= REQUIRED WORK =
Can you write out the listing again from the line with "Where is each instance of the green grass" through the end of the listing, requests included, scaling each coordinate in the answer points by 1.2 and rounding to whole numbers with halves up, while the sample point in each request stays unchanged? Leave the pictures out.

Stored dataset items
━━━━━━

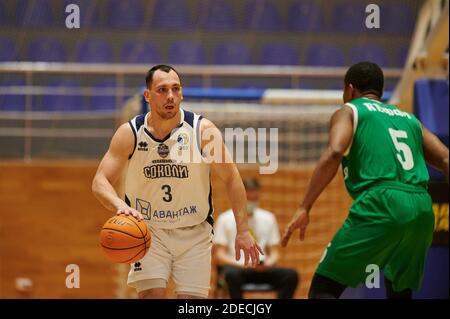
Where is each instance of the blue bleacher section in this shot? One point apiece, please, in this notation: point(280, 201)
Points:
point(279, 54)
point(35, 13)
point(213, 22)
point(90, 16)
point(431, 108)
point(324, 55)
point(232, 53)
point(217, 15)
point(392, 13)
point(224, 32)
point(348, 17)
point(9, 102)
point(262, 15)
point(8, 49)
point(125, 14)
point(59, 102)
point(94, 50)
point(171, 14)
point(46, 49)
point(369, 52)
point(139, 51)
point(106, 101)
point(187, 52)
point(306, 16)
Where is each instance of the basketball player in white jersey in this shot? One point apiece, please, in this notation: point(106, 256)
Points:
point(173, 196)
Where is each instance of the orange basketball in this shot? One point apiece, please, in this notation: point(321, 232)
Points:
point(125, 239)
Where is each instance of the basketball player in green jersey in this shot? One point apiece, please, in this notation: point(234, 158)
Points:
point(383, 152)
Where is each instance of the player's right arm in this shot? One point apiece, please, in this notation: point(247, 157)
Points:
point(436, 153)
point(110, 169)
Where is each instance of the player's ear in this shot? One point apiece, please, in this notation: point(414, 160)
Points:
point(147, 95)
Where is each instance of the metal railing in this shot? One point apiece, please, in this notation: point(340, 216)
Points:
point(42, 124)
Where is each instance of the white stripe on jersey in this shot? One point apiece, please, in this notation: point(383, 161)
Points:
point(165, 179)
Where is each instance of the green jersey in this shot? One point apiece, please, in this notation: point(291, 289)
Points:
point(386, 148)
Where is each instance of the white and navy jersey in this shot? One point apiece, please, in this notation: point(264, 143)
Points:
point(167, 180)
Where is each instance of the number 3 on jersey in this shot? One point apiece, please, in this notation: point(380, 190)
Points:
point(406, 160)
point(167, 195)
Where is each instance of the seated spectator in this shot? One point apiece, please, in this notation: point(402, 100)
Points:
point(264, 228)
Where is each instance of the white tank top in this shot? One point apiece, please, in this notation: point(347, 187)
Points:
point(167, 180)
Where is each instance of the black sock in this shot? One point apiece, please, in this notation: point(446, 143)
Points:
point(325, 288)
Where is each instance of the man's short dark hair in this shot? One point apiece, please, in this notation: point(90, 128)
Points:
point(251, 184)
point(367, 77)
point(162, 67)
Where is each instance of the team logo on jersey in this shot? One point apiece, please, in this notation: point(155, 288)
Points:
point(183, 141)
point(144, 207)
point(142, 146)
point(137, 266)
point(163, 150)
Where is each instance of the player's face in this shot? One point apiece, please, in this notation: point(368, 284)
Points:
point(165, 94)
point(252, 195)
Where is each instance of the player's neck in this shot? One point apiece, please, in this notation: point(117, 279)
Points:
point(161, 127)
point(370, 96)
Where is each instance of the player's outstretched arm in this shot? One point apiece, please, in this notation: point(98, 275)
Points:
point(110, 169)
point(340, 137)
point(436, 153)
point(222, 165)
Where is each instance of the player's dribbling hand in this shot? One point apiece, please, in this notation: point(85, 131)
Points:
point(126, 210)
point(250, 247)
point(299, 221)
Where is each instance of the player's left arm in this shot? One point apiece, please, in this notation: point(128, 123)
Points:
point(222, 164)
point(340, 137)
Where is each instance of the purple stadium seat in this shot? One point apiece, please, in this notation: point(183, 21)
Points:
point(216, 15)
point(349, 17)
point(47, 50)
point(135, 51)
point(61, 102)
point(402, 55)
point(369, 52)
point(125, 14)
point(12, 102)
point(171, 14)
point(94, 50)
point(232, 53)
point(103, 102)
point(186, 52)
point(306, 16)
point(262, 15)
point(279, 54)
point(392, 13)
point(4, 17)
point(34, 13)
point(324, 55)
point(8, 50)
point(89, 13)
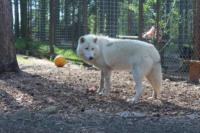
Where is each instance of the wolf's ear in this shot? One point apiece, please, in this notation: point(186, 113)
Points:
point(82, 39)
point(95, 40)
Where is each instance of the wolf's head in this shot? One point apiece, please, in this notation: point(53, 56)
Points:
point(88, 47)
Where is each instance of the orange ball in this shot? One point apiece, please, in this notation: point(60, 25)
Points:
point(60, 61)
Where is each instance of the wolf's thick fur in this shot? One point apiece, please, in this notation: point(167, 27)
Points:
point(107, 54)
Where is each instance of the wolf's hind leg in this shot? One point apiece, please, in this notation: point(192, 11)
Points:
point(101, 86)
point(155, 78)
point(138, 75)
point(107, 74)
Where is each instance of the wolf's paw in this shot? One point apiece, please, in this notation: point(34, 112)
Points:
point(98, 91)
point(132, 100)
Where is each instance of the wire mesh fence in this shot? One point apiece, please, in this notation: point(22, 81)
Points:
point(172, 25)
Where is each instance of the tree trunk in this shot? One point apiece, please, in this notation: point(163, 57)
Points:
point(67, 19)
point(102, 15)
point(52, 38)
point(157, 23)
point(196, 30)
point(180, 27)
point(57, 21)
point(16, 19)
point(112, 17)
point(43, 20)
point(24, 23)
point(130, 19)
point(96, 17)
point(141, 19)
point(168, 6)
point(85, 16)
point(186, 22)
point(8, 62)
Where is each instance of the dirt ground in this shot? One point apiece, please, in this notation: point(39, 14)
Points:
point(44, 98)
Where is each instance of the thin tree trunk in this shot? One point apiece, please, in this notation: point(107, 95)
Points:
point(141, 19)
point(52, 27)
point(197, 31)
point(57, 21)
point(85, 16)
point(102, 4)
point(43, 20)
point(67, 19)
point(130, 19)
point(180, 26)
point(157, 23)
point(96, 17)
point(8, 62)
point(17, 19)
point(24, 23)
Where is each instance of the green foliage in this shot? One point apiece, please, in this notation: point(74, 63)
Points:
point(41, 47)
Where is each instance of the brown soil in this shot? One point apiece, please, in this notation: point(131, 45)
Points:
point(42, 85)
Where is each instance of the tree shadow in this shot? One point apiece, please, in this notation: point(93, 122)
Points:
point(71, 97)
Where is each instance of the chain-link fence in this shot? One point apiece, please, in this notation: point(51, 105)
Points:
point(169, 24)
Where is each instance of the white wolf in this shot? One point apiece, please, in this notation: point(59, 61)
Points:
point(107, 54)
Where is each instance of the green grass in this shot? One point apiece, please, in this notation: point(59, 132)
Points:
point(22, 60)
point(44, 48)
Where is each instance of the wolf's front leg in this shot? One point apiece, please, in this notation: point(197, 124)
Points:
point(107, 74)
point(101, 86)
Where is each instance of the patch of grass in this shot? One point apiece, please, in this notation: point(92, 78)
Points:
point(22, 60)
point(42, 47)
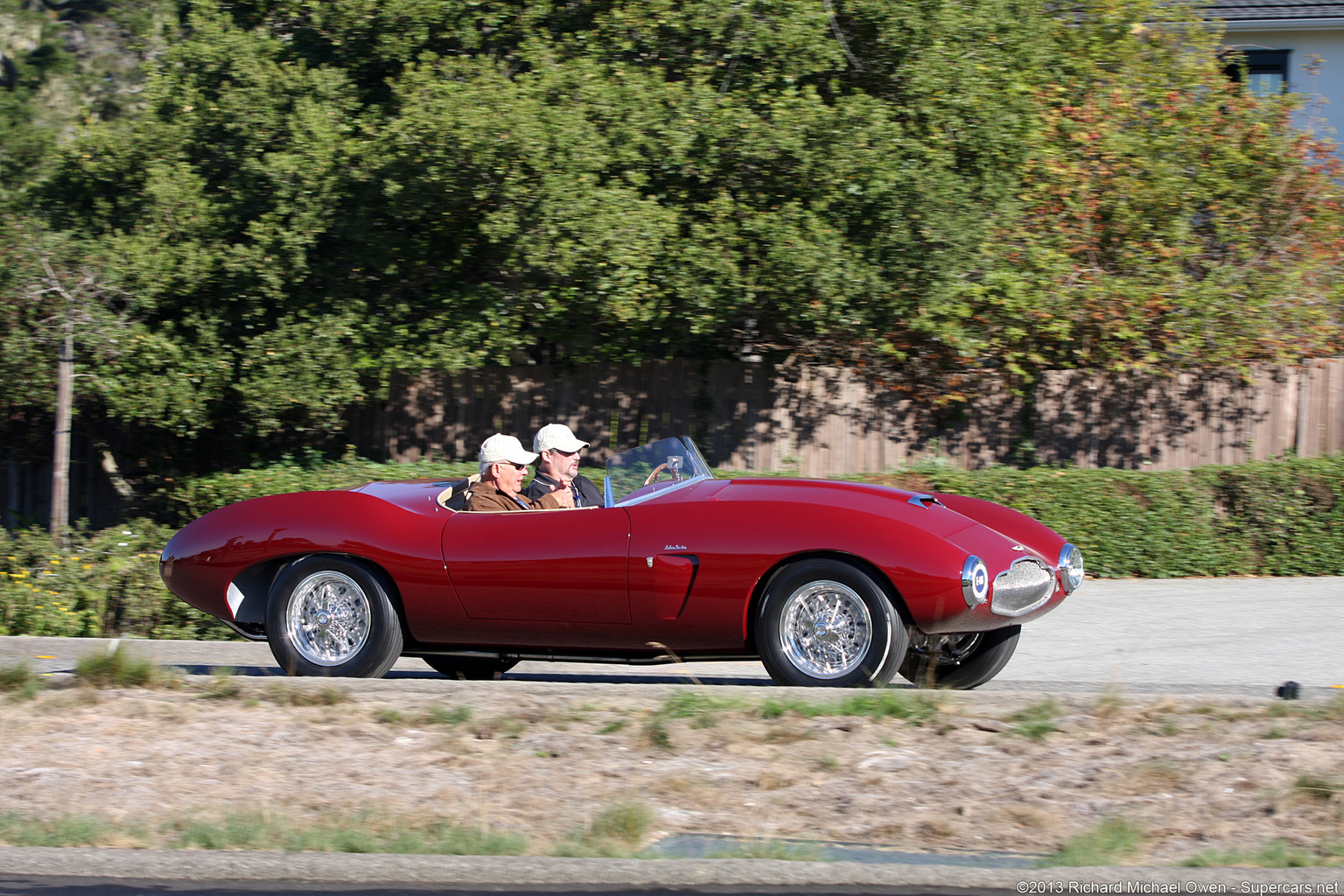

━━━━━━

= IN RESPONSE =
Where is each instance of the green grass in this shot? One point apiece, please, in this notation: point(59, 132)
Points:
point(26, 72)
point(53, 58)
Where is each instance of the wolf's front leg in this shot? One point apiece, please, in this notation: point(197, 124)
Points:
point(128, 89)
point(121, 103)
Where is each instance of the patch of grass in this shot? One point apiece, please, in this notation: point(92, 78)
Points:
point(26, 72)
point(50, 56)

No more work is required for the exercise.